Exercise brief: Extract each line below that contains the word "mark", treating uppercase and lowercase letters as distinct.

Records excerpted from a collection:
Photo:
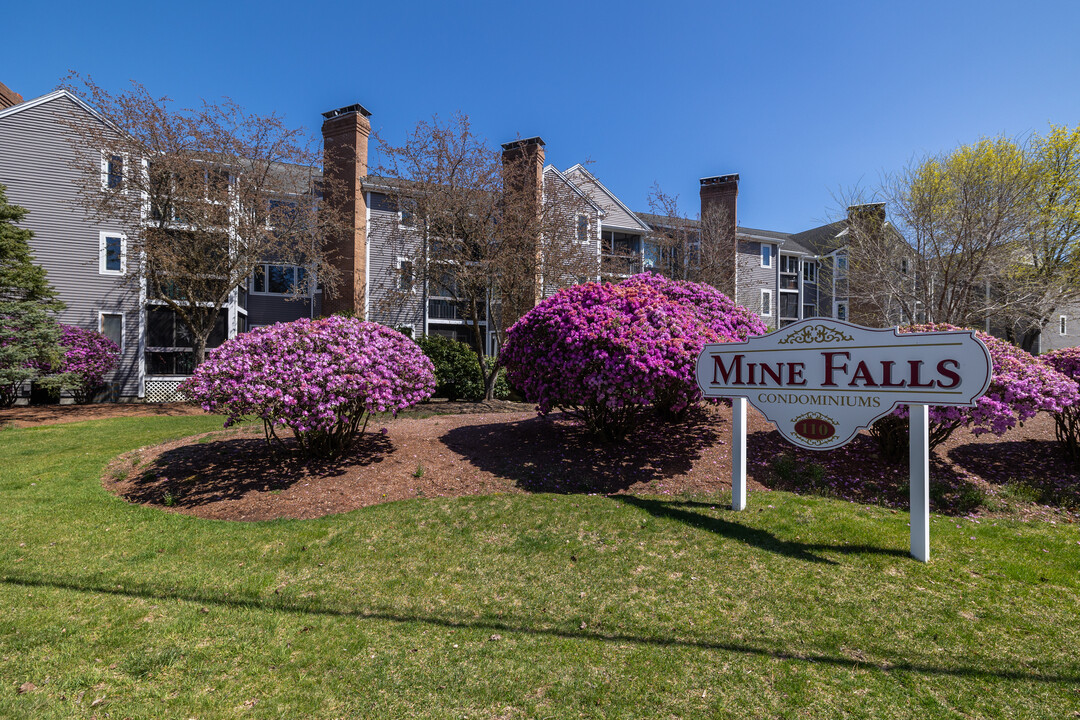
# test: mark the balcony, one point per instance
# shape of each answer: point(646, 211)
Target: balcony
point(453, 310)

--

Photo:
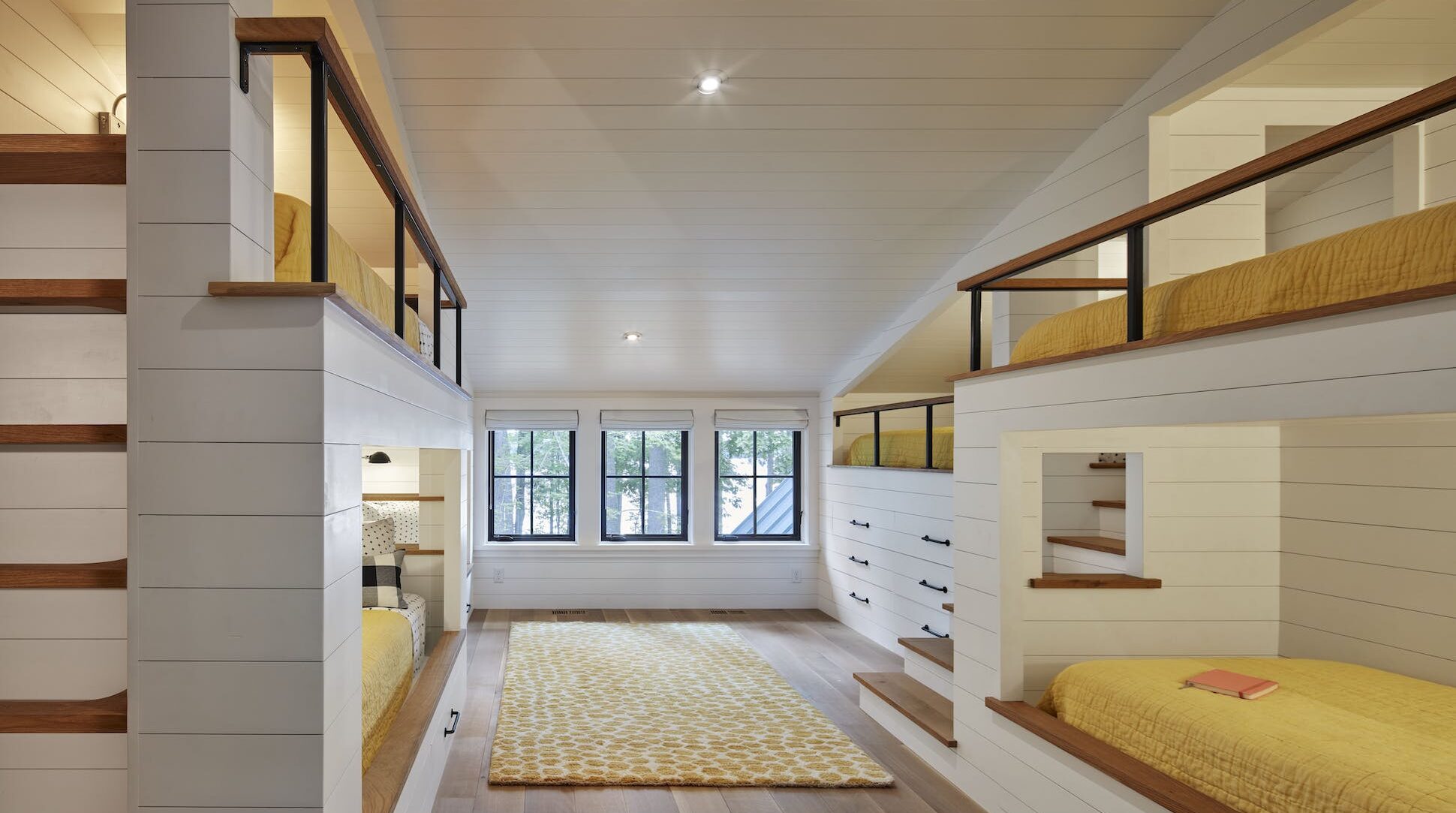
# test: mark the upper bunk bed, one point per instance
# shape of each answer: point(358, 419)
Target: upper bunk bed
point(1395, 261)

Answer for this exercise:
# test: mark the balcony, one point per instance
# test: mark the upper bunk bed, one point per instance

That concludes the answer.